- **INPUT FOR THIS TASK**
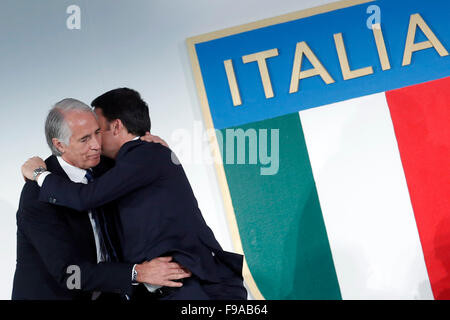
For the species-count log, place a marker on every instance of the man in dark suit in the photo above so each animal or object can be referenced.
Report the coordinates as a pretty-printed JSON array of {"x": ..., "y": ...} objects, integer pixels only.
[
  {"x": 59, "y": 251},
  {"x": 158, "y": 211}
]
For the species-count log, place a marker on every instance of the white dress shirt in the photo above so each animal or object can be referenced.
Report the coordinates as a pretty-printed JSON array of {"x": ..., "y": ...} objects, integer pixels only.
[{"x": 78, "y": 175}]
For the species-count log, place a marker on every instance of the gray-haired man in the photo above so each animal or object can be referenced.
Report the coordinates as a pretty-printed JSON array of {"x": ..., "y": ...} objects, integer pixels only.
[{"x": 61, "y": 255}]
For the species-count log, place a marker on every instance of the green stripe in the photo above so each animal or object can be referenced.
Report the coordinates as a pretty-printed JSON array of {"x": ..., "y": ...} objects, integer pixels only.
[{"x": 280, "y": 220}]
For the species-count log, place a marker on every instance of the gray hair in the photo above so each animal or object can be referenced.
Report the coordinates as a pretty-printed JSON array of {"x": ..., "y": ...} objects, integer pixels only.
[{"x": 56, "y": 125}]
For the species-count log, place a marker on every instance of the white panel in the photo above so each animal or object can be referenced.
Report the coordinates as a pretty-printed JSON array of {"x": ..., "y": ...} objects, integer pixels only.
[{"x": 365, "y": 200}]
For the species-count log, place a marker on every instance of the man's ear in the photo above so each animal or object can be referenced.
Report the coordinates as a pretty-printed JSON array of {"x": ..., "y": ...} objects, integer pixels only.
[
  {"x": 116, "y": 126},
  {"x": 60, "y": 146}
]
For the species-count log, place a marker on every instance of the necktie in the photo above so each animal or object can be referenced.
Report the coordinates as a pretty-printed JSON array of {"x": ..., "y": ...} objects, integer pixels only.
[{"x": 106, "y": 245}]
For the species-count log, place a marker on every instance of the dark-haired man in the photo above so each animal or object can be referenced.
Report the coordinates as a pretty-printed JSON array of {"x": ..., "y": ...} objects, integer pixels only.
[
  {"x": 158, "y": 211},
  {"x": 63, "y": 254}
]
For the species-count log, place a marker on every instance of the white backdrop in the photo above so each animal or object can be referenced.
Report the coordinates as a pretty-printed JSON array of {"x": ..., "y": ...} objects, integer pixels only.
[{"x": 139, "y": 44}]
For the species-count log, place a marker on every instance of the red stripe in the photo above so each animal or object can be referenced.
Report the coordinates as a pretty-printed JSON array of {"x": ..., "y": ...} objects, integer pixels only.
[{"x": 421, "y": 118}]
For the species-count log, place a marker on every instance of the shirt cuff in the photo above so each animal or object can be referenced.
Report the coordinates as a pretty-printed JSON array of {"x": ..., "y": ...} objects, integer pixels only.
[
  {"x": 150, "y": 287},
  {"x": 41, "y": 178}
]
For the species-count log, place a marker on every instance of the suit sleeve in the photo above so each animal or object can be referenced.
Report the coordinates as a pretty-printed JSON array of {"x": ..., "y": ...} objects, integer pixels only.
[
  {"x": 42, "y": 225},
  {"x": 125, "y": 177}
]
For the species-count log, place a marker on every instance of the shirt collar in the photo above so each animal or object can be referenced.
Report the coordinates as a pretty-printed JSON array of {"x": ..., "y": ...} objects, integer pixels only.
[{"x": 74, "y": 173}]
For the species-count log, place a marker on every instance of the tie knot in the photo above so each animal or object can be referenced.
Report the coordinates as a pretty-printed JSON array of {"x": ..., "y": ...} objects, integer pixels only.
[{"x": 89, "y": 176}]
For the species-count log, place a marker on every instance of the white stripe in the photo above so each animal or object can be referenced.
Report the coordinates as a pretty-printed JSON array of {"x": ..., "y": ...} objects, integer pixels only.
[{"x": 365, "y": 201}]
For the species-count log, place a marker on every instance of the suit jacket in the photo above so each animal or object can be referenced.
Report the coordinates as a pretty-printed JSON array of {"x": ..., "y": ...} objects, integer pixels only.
[
  {"x": 158, "y": 212},
  {"x": 51, "y": 238}
]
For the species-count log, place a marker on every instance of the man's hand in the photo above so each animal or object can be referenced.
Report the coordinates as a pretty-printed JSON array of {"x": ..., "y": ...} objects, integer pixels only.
[
  {"x": 32, "y": 164},
  {"x": 151, "y": 138},
  {"x": 161, "y": 272}
]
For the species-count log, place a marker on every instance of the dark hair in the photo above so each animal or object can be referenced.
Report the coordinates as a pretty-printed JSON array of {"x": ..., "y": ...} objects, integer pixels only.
[{"x": 127, "y": 105}]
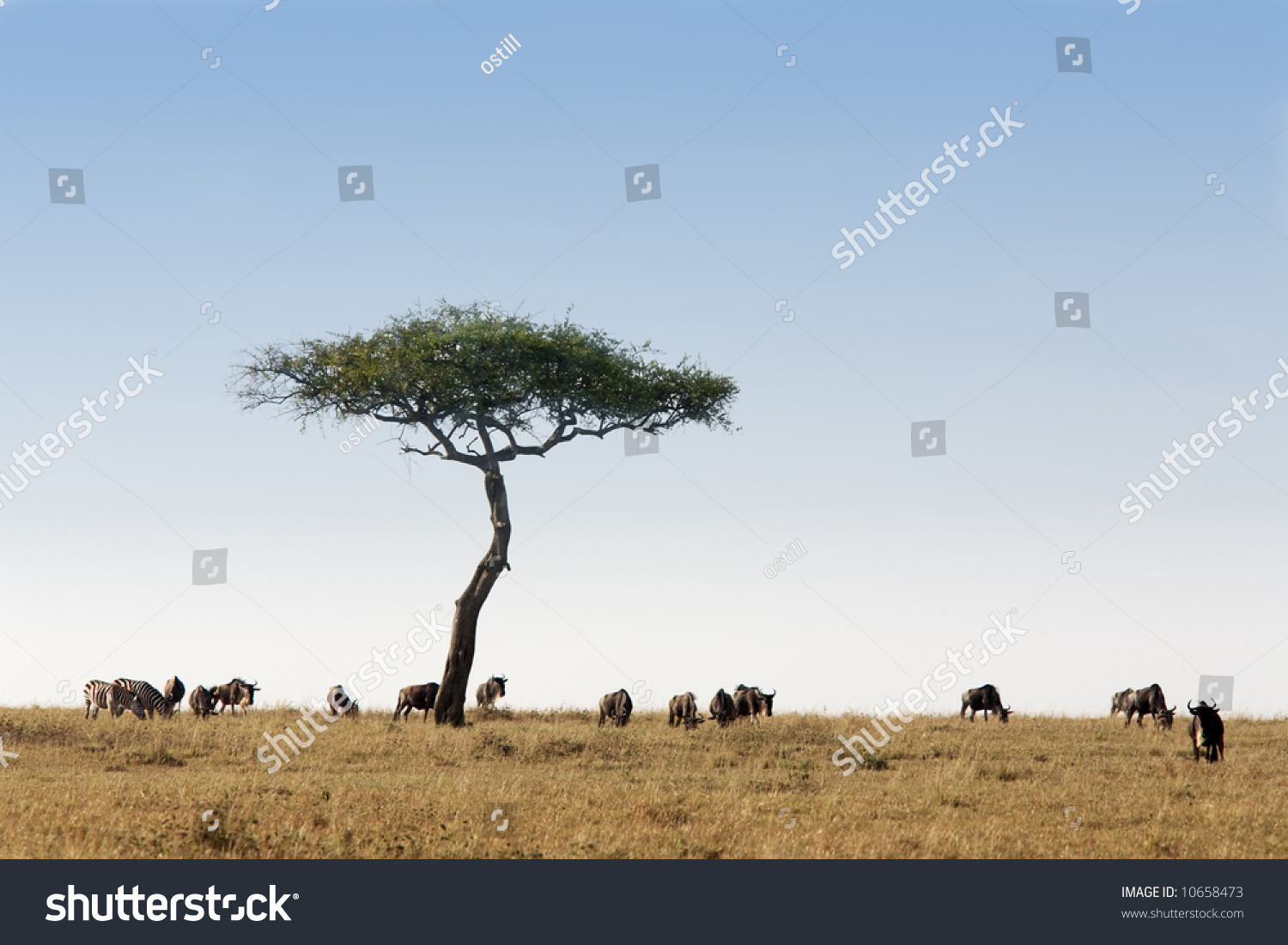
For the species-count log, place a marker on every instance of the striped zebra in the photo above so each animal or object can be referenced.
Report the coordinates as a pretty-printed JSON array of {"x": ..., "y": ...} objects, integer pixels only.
[
  {"x": 111, "y": 697},
  {"x": 152, "y": 700}
]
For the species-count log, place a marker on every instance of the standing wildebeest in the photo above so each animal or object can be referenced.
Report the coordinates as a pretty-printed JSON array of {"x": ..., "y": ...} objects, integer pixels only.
[
  {"x": 1122, "y": 702},
  {"x": 111, "y": 697},
  {"x": 489, "y": 692},
  {"x": 416, "y": 698},
  {"x": 749, "y": 703},
  {"x": 721, "y": 708},
  {"x": 616, "y": 706},
  {"x": 684, "y": 710},
  {"x": 984, "y": 700},
  {"x": 201, "y": 702},
  {"x": 173, "y": 692},
  {"x": 1146, "y": 702},
  {"x": 147, "y": 694},
  {"x": 1207, "y": 731},
  {"x": 340, "y": 703},
  {"x": 234, "y": 694}
]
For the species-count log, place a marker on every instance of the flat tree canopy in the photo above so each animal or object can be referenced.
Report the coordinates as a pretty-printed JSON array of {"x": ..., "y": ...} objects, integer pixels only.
[{"x": 482, "y": 389}]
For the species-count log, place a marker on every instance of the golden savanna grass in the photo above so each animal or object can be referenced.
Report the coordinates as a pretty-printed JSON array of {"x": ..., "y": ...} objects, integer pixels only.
[{"x": 373, "y": 788}]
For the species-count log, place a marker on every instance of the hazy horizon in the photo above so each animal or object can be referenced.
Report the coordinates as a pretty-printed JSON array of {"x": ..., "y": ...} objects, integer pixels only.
[{"x": 221, "y": 185}]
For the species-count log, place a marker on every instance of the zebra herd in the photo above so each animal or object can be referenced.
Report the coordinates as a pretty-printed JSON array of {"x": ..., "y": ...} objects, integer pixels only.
[{"x": 146, "y": 702}]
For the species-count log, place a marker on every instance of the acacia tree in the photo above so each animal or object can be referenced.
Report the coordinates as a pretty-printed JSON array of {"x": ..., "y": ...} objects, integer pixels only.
[{"x": 481, "y": 389}]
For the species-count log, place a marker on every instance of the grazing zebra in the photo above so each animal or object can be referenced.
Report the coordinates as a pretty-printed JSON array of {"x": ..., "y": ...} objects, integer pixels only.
[
  {"x": 111, "y": 697},
  {"x": 340, "y": 705},
  {"x": 174, "y": 692},
  {"x": 152, "y": 700},
  {"x": 201, "y": 702}
]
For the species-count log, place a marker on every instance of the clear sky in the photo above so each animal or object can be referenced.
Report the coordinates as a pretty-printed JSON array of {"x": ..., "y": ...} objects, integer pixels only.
[{"x": 210, "y": 138}]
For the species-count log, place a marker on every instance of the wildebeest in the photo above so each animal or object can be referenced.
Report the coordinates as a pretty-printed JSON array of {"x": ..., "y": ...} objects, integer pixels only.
[
  {"x": 173, "y": 692},
  {"x": 723, "y": 708},
  {"x": 234, "y": 694},
  {"x": 416, "y": 698},
  {"x": 340, "y": 703},
  {"x": 1121, "y": 702},
  {"x": 489, "y": 692},
  {"x": 111, "y": 697},
  {"x": 152, "y": 700},
  {"x": 683, "y": 710},
  {"x": 984, "y": 700},
  {"x": 201, "y": 702},
  {"x": 750, "y": 702},
  {"x": 1144, "y": 702},
  {"x": 1207, "y": 731},
  {"x": 616, "y": 706}
]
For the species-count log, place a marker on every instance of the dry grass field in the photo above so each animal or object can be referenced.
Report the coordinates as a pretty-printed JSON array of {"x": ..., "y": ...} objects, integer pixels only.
[{"x": 373, "y": 788}]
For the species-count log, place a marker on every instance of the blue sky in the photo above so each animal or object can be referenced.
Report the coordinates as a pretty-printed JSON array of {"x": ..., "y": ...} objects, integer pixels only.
[{"x": 221, "y": 185}]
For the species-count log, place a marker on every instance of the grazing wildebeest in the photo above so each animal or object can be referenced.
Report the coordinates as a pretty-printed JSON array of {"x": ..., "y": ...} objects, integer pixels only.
[
  {"x": 984, "y": 700},
  {"x": 1121, "y": 702},
  {"x": 147, "y": 694},
  {"x": 489, "y": 692},
  {"x": 340, "y": 703},
  {"x": 234, "y": 694},
  {"x": 721, "y": 708},
  {"x": 416, "y": 698},
  {"x": 111, "y": 697},
  {"x": 616, "y": 706},
  {"x": 201, "y": 702},
  {"x": 173, "y": 692},
  {"x": 1207, "y": 731},
  {"x": 1149, "y": 702},
  {"x": 683, "y": 710},
  {"x": 749, "y": 703}
]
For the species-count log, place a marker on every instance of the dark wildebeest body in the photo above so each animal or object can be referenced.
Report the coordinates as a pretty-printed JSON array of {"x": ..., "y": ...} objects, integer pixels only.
[
  {"x": 340, "y": 703},
  {"x": 749, "y": 703},
  {"x": 683, "y": 710},
  {"x": 723, "y": 708},
  {"x": 489, "y": 692},
  {"x": 1148, "y": 702},
  {"x": 1207, "y": 731},
  {"x": 416, "y": 698},
  {"x": 984, "y": 700},
  {"x": 201, "y": 702},
  {"x": 174, "y": 692},
  {"x": 616, "y": 706},
  {"x": 234, "y": 694}
]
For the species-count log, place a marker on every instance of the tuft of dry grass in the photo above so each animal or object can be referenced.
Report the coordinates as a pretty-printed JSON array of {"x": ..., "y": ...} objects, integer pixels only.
[{"x": 368, "y": 787}]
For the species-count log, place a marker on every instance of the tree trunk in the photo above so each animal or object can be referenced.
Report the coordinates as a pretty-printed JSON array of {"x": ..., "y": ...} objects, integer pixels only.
[{"x": 450, "y": 705}]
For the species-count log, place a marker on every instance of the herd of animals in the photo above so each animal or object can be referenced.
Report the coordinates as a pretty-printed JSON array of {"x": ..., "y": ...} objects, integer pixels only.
[
  {"x": 144, "y": 700},
  {"x": 1207, "y": 729}
]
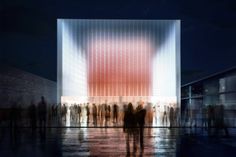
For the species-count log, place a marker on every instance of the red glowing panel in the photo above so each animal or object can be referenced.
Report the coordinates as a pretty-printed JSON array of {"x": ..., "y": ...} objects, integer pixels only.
[{"x": 120, "y": 67}]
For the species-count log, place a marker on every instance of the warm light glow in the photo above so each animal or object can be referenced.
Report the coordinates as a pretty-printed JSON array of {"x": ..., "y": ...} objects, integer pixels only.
[{"x": 105, "y": 61}]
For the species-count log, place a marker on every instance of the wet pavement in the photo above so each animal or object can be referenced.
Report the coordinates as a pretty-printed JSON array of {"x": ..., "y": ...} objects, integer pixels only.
[{"x": 67, "y": 142}]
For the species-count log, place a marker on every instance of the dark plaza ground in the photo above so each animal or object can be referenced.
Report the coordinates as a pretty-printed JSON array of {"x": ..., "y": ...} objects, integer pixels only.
[{"x": 111, "y": 141}]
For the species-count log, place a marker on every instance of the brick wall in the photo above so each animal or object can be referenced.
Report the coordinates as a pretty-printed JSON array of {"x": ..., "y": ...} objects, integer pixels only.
[{"x": 24, "y": 87}]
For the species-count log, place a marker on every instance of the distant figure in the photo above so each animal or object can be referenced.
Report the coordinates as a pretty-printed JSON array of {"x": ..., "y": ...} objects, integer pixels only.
[
  {"x": 88, "y": 112},
  {"x": 171, "y": 116},
  {"x": 164, "y": 118},
  {"x": 115, "y": 113},
  {"x": 204, "y": 117},
  {"x": 94, "y": 114},
  {"x": 140, "y": 116},
  {"x": 79, "y": 110},
  {"x": 219, "y": 120},
  {"x": 32, "y": 115},
  {"x": 42, "y": 112},
  {"x": 130, "y": 127},
  {"x": 211, "y": 117}
]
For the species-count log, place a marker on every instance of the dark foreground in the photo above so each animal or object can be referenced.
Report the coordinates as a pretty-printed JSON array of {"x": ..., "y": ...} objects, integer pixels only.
[{"x": 23, "y": 142}]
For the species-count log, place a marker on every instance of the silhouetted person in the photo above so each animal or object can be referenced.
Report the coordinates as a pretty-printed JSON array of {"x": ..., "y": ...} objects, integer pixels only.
[
  {"x": 94, "y": 114},
  {"x": 130, "y": 127},
  {"x": 164, "y": 118},
  {"x": 211, "y": 117},
  {"x": 32, "y": 115},
  {"x": 79, "y": 110},
  {"x": 106, "y": 114},
  {"x": 88, "y": 112},
  {"x": 140, "y": 116},
  {"x": 171, "y": 116},
  {"x": 115, "y": 113},
  {"x": 204, "y": 117},
  {"x": 219, "y": 120},
  {"x": 42, "y": 112}
]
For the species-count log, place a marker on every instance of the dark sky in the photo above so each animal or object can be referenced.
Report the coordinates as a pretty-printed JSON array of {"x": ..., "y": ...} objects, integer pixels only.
[{"x": 28, "y": 32}]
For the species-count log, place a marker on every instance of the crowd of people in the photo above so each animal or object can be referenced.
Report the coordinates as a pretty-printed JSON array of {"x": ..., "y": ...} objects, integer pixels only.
[{"x": 43, "y": 114}]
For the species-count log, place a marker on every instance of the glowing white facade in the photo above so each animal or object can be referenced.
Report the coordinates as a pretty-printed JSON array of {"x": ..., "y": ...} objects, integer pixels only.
[{"x": 119, "y": 60}]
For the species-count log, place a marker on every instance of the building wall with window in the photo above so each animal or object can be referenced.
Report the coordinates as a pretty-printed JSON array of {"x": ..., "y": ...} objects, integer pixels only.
[
  {"x": 214, "y": 90},
  {"x": 23, "y": 87}
]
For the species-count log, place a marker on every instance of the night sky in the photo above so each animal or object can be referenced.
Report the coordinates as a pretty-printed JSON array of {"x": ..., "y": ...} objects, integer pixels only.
[{"x": 28, "y": 30}]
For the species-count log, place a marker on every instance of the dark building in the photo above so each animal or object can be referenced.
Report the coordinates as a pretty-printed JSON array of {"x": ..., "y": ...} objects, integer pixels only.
[
  {"x": 23, "y": 87},
  {"x": 216, "y": 89}
]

- **AIM OF THE EXERCISE**
Can you format everything from the line containing "the dark building" down to the last of the lines above as a numbered list, leaving out any blank lines?

- **ANSWER FOR THIS EXERCISE**
1. For the species-count log, place a marker on every instance of the dark building in the photo above so each animal or object can be referenced.
2. Report the coordinates as a pretty-printed JSON array of {"x": ..., "y": ...} objects, integer pixels only.
3. [
4.   {"x": 23, "y": 87},
5.   {"x": 216, "y": 89}
6. ]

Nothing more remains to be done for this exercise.